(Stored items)
+-------+

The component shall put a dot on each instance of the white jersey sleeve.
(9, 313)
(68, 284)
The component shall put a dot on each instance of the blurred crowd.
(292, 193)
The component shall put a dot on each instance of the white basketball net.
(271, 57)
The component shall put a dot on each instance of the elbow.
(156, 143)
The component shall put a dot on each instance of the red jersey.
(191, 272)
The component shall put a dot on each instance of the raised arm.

+-------+

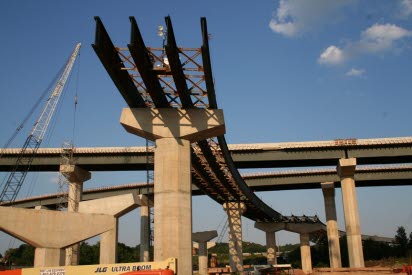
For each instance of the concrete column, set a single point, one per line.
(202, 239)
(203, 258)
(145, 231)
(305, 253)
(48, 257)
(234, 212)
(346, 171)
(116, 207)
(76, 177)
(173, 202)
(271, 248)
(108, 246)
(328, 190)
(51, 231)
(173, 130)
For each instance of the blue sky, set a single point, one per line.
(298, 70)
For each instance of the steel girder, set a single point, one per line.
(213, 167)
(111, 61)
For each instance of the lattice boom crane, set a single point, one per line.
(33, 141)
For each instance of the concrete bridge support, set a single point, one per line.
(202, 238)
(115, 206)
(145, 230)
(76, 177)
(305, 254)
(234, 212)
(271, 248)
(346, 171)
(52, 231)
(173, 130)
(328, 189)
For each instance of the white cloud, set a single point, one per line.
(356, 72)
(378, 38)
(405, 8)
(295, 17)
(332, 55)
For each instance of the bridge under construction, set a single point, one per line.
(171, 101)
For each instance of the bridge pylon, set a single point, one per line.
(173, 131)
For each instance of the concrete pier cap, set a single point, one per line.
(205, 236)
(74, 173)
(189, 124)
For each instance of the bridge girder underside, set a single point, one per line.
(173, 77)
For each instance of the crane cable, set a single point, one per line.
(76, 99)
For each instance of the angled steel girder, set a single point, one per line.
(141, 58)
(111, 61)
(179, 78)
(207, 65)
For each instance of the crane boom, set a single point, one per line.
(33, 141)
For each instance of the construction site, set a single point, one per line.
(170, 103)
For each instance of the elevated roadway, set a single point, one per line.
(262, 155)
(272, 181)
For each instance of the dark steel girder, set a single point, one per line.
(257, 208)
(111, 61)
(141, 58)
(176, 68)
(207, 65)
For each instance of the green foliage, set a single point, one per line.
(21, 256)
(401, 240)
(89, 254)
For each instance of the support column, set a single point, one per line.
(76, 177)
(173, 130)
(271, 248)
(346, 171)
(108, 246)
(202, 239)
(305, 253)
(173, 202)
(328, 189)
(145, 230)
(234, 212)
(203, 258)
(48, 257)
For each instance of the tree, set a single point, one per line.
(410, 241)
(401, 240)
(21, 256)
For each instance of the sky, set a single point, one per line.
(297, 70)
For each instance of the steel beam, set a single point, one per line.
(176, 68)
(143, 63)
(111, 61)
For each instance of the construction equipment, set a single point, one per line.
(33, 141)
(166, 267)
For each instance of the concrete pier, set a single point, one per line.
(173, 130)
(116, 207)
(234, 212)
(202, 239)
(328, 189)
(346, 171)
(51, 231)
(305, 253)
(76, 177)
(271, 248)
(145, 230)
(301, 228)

+-------+

▶ **Instructions for the task**: Extract each line above that contains the string "jersey". Treat uppercase and lowercase letters as different.

▶ **Answer to this exercise**:
The component shall put a dot on each instance of the white jersey sleeve.
The component shall put a dot on each instance of the red jersey.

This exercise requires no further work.